▶ **Exercise directions**
What you return should match the data below exactly, line for line.

Records contained in a dataset:
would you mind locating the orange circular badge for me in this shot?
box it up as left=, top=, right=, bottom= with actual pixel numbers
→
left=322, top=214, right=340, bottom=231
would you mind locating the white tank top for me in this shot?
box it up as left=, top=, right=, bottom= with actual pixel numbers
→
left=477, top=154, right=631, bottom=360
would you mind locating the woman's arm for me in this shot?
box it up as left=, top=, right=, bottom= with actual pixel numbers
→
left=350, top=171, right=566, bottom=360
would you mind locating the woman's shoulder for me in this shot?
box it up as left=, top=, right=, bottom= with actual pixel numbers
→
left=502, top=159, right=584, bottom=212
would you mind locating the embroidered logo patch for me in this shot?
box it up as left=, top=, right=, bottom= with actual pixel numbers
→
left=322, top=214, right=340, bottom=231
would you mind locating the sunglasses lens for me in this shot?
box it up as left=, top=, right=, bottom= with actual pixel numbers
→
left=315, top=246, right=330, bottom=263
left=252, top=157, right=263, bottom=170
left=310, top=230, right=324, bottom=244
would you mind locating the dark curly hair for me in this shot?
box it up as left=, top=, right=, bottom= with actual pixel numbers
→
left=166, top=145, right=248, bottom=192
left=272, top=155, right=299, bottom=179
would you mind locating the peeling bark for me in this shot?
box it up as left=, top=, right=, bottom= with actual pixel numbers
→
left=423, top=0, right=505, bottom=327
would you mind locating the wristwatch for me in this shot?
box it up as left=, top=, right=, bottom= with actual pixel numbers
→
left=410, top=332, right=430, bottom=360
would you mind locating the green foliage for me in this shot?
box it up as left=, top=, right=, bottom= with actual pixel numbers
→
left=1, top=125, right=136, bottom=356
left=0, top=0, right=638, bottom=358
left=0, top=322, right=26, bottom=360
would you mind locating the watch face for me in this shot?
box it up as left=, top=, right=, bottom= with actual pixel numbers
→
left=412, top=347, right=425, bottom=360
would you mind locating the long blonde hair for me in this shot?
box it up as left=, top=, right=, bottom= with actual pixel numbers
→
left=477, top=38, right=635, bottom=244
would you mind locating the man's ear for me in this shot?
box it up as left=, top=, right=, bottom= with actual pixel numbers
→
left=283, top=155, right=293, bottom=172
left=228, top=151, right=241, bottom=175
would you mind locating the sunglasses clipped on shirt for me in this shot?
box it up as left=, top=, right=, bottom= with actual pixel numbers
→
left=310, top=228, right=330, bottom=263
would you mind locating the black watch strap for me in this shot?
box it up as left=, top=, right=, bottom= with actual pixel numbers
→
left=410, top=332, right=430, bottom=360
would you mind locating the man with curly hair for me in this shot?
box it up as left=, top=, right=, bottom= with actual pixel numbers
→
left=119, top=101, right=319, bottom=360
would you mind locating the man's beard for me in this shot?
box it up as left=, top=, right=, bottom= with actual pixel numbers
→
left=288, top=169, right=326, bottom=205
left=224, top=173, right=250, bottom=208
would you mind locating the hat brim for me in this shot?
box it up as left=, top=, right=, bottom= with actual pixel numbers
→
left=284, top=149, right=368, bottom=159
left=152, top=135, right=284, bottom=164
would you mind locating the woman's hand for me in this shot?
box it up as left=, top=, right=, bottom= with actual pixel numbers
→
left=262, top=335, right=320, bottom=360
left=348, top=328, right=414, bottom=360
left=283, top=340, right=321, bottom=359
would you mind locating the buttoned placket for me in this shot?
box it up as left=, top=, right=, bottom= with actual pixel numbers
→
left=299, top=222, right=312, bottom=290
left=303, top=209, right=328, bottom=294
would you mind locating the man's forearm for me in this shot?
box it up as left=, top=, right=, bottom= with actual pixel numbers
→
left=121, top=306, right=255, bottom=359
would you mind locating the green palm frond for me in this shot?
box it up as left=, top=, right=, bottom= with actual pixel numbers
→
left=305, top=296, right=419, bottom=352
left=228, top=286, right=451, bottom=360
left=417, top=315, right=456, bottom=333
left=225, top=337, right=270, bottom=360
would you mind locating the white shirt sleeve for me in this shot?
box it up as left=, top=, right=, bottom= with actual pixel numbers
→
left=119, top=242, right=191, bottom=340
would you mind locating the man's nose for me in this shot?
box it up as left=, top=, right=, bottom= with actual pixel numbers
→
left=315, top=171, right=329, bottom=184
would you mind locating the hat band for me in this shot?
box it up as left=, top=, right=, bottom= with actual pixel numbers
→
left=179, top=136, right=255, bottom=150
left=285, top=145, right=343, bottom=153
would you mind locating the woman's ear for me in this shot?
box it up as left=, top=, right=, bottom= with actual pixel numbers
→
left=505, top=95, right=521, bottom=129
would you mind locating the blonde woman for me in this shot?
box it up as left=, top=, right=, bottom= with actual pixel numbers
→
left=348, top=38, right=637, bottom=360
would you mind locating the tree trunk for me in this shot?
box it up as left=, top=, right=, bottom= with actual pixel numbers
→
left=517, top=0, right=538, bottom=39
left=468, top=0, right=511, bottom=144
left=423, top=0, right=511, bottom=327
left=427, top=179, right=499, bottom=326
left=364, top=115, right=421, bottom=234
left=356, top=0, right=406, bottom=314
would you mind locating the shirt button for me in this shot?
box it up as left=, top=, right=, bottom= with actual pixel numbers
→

▶ **Solution for this exercise**
would you mind locating the orange circular badge for me in this shot?
box it up as left=, top=, right=, bottom= with actual pixel numbers
→
left=322, top=214, right=340, bottom=231
would you mind locating the white tank top for me in this shot?
box it up as left=, top=, right=, bottom= with actual pixel numbers
→
left=477, top=154, right=631, bottom=360
would you mind locating the woman's arm for me in this shot?
box it up as left=, top=, right=, bottom= with actual pixel numbers
→
left=350, top=171, right=566, bottom=360
would you mind locating the woman's shoulder for me in this shot?
box it up as left=, top=, right=, bottom= with actual pixel numbers
→
left=502, top=159, right=584, bottom=212
would you mind locating the embroidered logo patch for me in this shot?
box it up as left=, top=, right=, bottom= with actual pixel numbers
→
left=322, top=214, right=340, bottom=231
would you mind locating the sunglasses lens for me in this shot?
box it up as left=, top=, right=, bottom= with actual pixel numbers
→
left=315, top=246, right=330, bottom=263
left=252, top=157, right=263, bottom=170
left=310, top=230, right=324, bottom=244
would you mind locating the dark curly hair for me in this shot?
box it up as left=, top=, right=, bottom= with actual pixel numbers
→
left=166, top=145, right=248, bottom=192
left=272, top=155, right=299, bottom=179
would you mind locating the peeling bark for me in this shot?
box it up as left=, top=, right=, bottom= with actual pixel numbers
→
left=423, top=0, right=505, bottom=327
would you mind locating the wristwatch for me in this shot?
box it up as left=, top=, right=, bottom= with actual pixel numbers
→
left=410, top=332, right=430, bottom=360
would you mind locating the green foliage for me in this shot?
box it up as left=, top=, right=, bottom= with actual pixel numbers
→
left=1, top=125, right=136, bottom=356
left=0, top=0, right=638, bottom=358
left=0, top=322, right=26, bottom=360
would you mind locating the watch face for me in this shot?
box it up as left=, top=, right=, bottom= with actual pixel numbers
→
left=412, top=347, right=425, bottom=360
would you mind locating the long blonde hair for me in this shot?
box it up as left=, top=, right=, bottom= with actual pixel numbers
→
left=477, top=38, right=635, bottom=244
would you mind locating the man's ear for me in this shot?
box it up as left=, top=, right=, bottom= with actual pixel numbers
→
left=283, top=155, right=293, bottom=172
left=228, top=151, right=241, bottom=175
would you mind locating the sunglasses clipped on shirt for me in this shot?
box it up as left=, top=, right=, bottom= with actual pixel numbers
→
left=310, top=228, right=330, bottom=263
would you mind locating the black watch strap for me in this shot?
box it up as left=, top=, right=, bottom= with actual pixel numbers
→
left=410, top=332, right=430, bottom=360
would you mind locating the man with curly hair for me in this shot?
box it up as left=, top=, right=, bottom= with actual pixel numbers
→
left=119, top=101, right=319, bottom=360
would you mind locating the man's beard for me in this shot?
box it up as left=, top=, right=, bottom= with actual pixel numbers
→
left=288, top=169, right=326, bottom=205
left=224, top=173, right=250, bottom=208
would you mind locating the hat brim for me in this shot?
box it up as left=, top=, right=, bottom= with actual pixel numbers
→
left=284, top=149, right=368, bottom=159
left=152, top=135, right=284, bottom=164
would you mind locating the woman's hand for me in this shot?
box it up as left=, top=, right=, bottom= with actual pixel numbers
→
left=262, top=335, right=320, bottom=360
left=348, top=328, right=414, bottom=360
left=283, top=340, right=321, bottom=359
would you mind locating the buttoned placket for me in this shot?
box it up as left=, top=, right=, bottom= with actual pixel numbers
→
left=299, top=222, right=312, bottom=290
left=303, top=209, right=328, bottom=294
would you mind locating the man's forearm for me in this shot?
box it up as left=, top=, right=, bottom= with actual pixel numbers
→
left=121, top=306, right=255, bottom=359
would you mind locating the green palm frond for me in this shot?
box it up as left=, top=, right=, bottom= with actual pixel numbers
→
left=305, top=296, right=419, bottom=352
left=228, top=286, right=451, bottom=360
left=417, top=315, right=456, bottom=333
left=225, top=337, right=270, bottom=360
would you mind locating the white shirt sleeve for me in this shot?
box it up as left=, top=, right=, bottom= with actual pixel numbers
→
left=119, top=242, right=191, bottom=340
would you mind locating the man's nose for me in this shot?
box it up as left=, top=, right=, bottom= with actual pixel numbers
→
left=315, top=171, right=329, bottom=184
would you mind locating the hat band for me in this shot?
box it up as left=, top=, right=, bottom= with actual pixel numbers
→
left=179, top=136, right=255, bottom=150
left=285, top=145, right=343, bottom=153
would you mind locating the woman's ear for me in this shot?
box it up as left=, top=, right=, bottom= with actual pixel numbers
→
left=505, top=95, right=521, bottom=129
would you mind locating the blonde woman for me in this shot?
box it up as left=, top=, right=, bottom= with actual pixel numbers
→
left=348, top=38, right=637, bottom=360
would you mind locating the tree trunk for me in this shot?
box it up as left=, top=, right=, bottom= with actual pixel numbers
→
left=517, top=0, right=538, bottom=39
left=468, top=0, right=511, bottom=144
left=423, top=0, right=511, bottom=327
left=427, top=179, right=499, bottom=326
left=364, top=115, right=421, bottom=234
left=356, top=0, right=406, bottom=314
would you mind locating the shirt button for me in this shot?
box it up as left=, top=, right=, bottom= with actual pixel numbers
→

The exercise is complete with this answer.